Delegating Powers to the Vice President in the Mubarek Administration

OK, that does not roll off the tongue as nice­ly as rear­rang­ing deck chairs on the Titan­ic. But either metaphor serves in the case of our elect­ed fed­er­al offi­cials and the deficit.

Let us begin with an old chart from the Con­gres­sion­al Bud­get Office via our, ahem, good friend Ross Perot:

This chart is a bit dat­ed, but the curves have not changed much. Future deficits are the result of medicare/​medicaid and inter­est. The last being the same as say­ing future deficits are the result of future deficits. If future deficits can be brought under con­trol, then the inter­est pay­ments will take care of themselves.

Want some­thing more recent?

This is from Feb­ru­ary 25th, 2011. It assumes that the Bush tax cuts will expire and that the Oba­ma stim­u­lus tax cuts also expire. Note that the growth of health spend­ing goes from over eight per­cent of GDP to 12% of GDP while the total deficit at that point is 3.2 per­cent of GDP. So the entire pro­ject­ed deficit in 2021 could be attrib­uted to the growth of med­ical spending.

The Afford­able Care Act (Oba­macare) actu­al­ly includes sev­er­al mea­sures intend­ed to bring down med­ical costs. The CBO grades the Act as low­er­ing the deficit even though they did not take many of the cost sav­ing mea­sures into con­sid­er­a­tion on the grounds that the mea­sures had not yet shown they would work (they were not even law at the time…).

So the only seri­ous deficit reduc­tion effort in Wash­ing­ton today is the Democ­rats defense of health reform. Oba­ma freez­ing spend­ing and the Repub­li­cans talk of cut­ting spend­ing amounts to noth­ing more that del­e­gat­ing pow­ers to the vice pres­i­dent in the Mubarek administration.

Oh yes. If you want to clear up the short term deficits, this chart might prove useful:

For good or for ill, the spend­ing that the Repub­li­cans want to cut is there for a rea­son. Peo­ple like it. That spend­ing is pop­u­lar. War, the Bush tax cuts, and the reces­sion dri­ve the short term deficit.

Even if the wars end tomor­row, the sav­ings there will be min­i­mal. Some­thing else will come along. It always does.

Many of the cuts the Repub­li­cans pro­pose would actu­al­ly weak­en the eco­nom­ic recov­ery and so increase the deficit.

The Bush tax cuts should be allowed to expire. All of them.

● Data section:
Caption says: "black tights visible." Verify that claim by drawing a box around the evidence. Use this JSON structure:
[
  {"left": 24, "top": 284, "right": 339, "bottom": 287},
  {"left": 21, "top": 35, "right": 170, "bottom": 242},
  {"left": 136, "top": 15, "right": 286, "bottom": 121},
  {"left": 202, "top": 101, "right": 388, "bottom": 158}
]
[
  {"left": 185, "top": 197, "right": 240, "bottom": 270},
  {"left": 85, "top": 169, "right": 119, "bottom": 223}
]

● Task details: Set down, word for word, the stretch of the deficit piece that begins at the words "Oh yes. If you" and stops after "increase the deficit.".

● Expected answer:
Oh yes. If you want to clear up the short term deficits, this chart might prove useful:

For good or for ill, the spend­ing that the Repub­li­cans want to cut is there for a rea­son. Peo­ple like it. That spend­ing is pop­u­lar. War, the Bush tax cuts, and the reces­sion dri­ve the short term deficit.

Even if the wars end tomor­row, the sav­ings there will be min­i­mal. Some­thing else will come along. It always does.

Many of the cuts the Repub­li­cans pro­pose would actu­al­ly weak­en the eco­nom­ic recov­ery and so increase the deficit.